What to work on => Rewrite every line of the items below as a JSON list of strings, one string per line, leaving out any blank lines.

* BEGIN Records shown *

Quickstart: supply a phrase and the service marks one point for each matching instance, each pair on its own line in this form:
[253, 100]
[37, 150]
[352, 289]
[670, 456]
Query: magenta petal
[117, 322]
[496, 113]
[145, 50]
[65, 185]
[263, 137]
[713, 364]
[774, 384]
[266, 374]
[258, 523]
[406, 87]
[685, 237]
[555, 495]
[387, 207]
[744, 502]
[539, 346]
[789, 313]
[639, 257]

* END Records shown *

Correct response =>
[
  "Quickstart: supply a phrase and the service marks one point for each matching instance, each pair on its own line in this form:",
  "[253, 100]",
  "[37, 150]",
  "[352, 289]",
  "[670, 456]",
  "Query: magenta petal",
  "[117, 322]",
  "[496, 113]",
  "[145, 50]",
  "[65, 185]",
  "[263, 137]",
  "[713, 364]",
  "[774, 384]",
  "[266, 374]",
  "[258, 523]",
  "[406, 87]",
  "[685, 237]",
  "[555, 495]",
  "[387, 207]",
  "[744, 502]",
  "[539, 346]",
  "[789, 313]",
  "[639, 257]"
]